**Data records:**
+-------+

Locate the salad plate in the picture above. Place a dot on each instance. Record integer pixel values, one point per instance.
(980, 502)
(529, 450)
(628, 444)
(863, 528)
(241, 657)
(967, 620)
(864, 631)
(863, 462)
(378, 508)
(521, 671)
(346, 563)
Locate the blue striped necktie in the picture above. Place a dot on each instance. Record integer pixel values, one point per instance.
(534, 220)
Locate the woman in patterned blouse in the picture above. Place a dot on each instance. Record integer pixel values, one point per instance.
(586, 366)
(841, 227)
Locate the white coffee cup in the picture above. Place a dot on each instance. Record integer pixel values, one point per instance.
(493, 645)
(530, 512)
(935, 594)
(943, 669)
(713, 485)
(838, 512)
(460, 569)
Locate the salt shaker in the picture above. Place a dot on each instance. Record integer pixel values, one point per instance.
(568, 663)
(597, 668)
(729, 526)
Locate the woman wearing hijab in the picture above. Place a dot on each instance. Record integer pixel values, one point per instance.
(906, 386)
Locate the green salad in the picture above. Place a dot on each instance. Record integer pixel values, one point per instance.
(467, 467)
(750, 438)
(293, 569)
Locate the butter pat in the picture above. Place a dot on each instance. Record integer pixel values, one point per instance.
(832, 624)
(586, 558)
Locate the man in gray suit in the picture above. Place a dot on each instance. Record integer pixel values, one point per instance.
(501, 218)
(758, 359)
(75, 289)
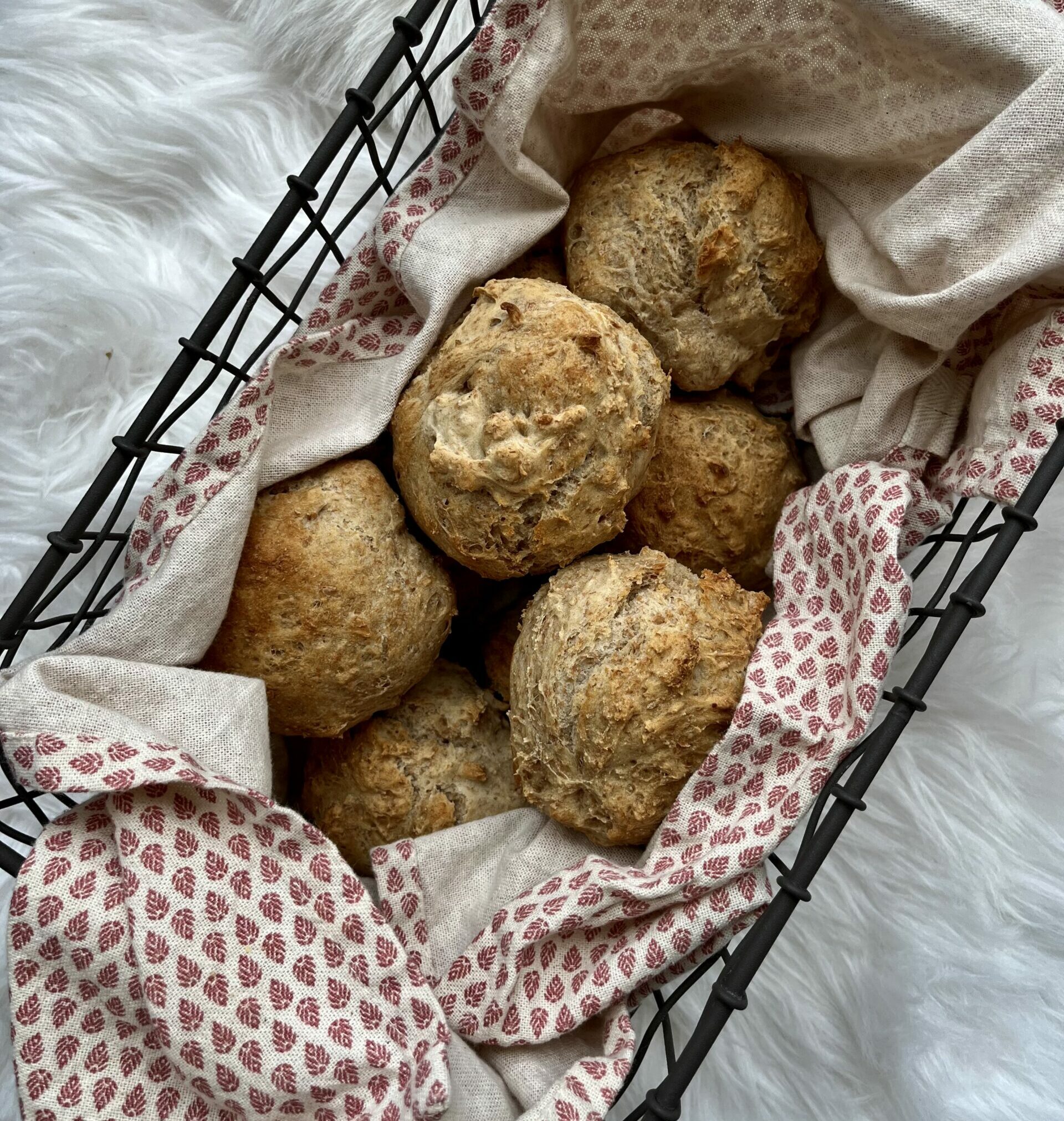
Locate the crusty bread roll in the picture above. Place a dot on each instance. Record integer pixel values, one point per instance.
(706, 249)
(625, 674)
(335, 604)
(439, 758)
(716, 486)
(528, 430)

+-------+

**Try it:** Excluding all pictures, print exactly and only the lines from the line with "Locate the butter" through the end of the records above, both ends included.

**Your solution:**
Locate the butter pat in the picture above. Place a dot on each instance. Record integer pixel values, one point per instance.
(832, 624)
(586, 558)
Locate the man in gray suit in the picture above. Place a dot on each instance. Record integer pixel values, one point per instance.
(501, 218)
(758, 359)
(75, 289)
Locate the crusty bread roll in the picture above. Place a dot on each instance. Record integer pixel values, one point per instance.
(706, 249)
(625, 674)
(335, 604)
(439, 758)
(716, 486)
(528, 430)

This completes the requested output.